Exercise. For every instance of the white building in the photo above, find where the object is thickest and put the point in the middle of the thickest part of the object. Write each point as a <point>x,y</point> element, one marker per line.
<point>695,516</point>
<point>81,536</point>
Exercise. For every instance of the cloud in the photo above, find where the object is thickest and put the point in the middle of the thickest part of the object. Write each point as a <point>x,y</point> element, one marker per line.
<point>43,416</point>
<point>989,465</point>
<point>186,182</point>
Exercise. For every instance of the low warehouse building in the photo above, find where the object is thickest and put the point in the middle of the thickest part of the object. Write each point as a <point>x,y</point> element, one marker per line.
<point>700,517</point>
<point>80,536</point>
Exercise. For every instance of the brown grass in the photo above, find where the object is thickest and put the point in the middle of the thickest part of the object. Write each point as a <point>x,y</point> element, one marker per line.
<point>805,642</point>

------------------------------------------------

- **Activity**: The entries above should be copied out exactly, with none left out.

- **Answer to this problem**:
Exercise. For every instance of the white building in the photo above, find where the object is thickest and put the point in the middle of the thickest part of the object. Write each point as a <point>x,y</point> element, one marker per line.
<point>695,516</point>
<point>81,536</point>
Exercise. For every instance of the cloud in the photo above, find where the object is thickest and put the point in the middle of the thickest part of the object. Write each point as a <point>x,y</point> element, one marker per line.
<point>43,416</point>
<point>989,465</point>
<point>186,182</point>
Exercise. For every instance of the low warehouse building in the photo above, find where the object is thickest and put the point in the middle of the thickest part of the object. Write each point as a <point>x,y</point> element, one marker per line.
<point>700,517</point>
<point>80,536</point>
Exercise. For every instance of the brown grass in the photo above, find where the object is thickest and put the point in the middle of the thickest part of the object. Write each point as a <point>x,y</point> element, one marker per line.
<point>805,642</point>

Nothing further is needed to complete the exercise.